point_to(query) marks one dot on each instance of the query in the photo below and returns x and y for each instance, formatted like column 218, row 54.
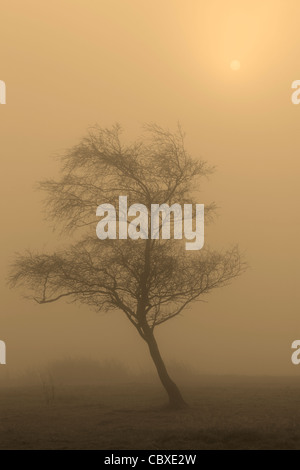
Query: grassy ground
column 224, row 414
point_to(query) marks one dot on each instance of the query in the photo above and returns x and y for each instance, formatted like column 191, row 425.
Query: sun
column 235, row 65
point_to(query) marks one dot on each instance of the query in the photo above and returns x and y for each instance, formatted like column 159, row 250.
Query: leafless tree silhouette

→ TASK BRIEF
All of the material above needs to be restated exactly, with no pictures.

→ OUTPUT
point_to(query) marks one dot on each instance of the query in the photo below and returns x and y for each instance, formatted like column 218, row 54.
Query: grassy ground
column 224, row 414
point_to(query) marks one dot on each instance of the query in the photo above and returns x and y for each instance, formatted like column 191, row 425.
Query: sun
column 235, row 65
point_to(query) marks one dot on each instance of the query in the photo above and returns x and y for each instance, formatted like column 159, row 250.
Query: leafless tree silhouette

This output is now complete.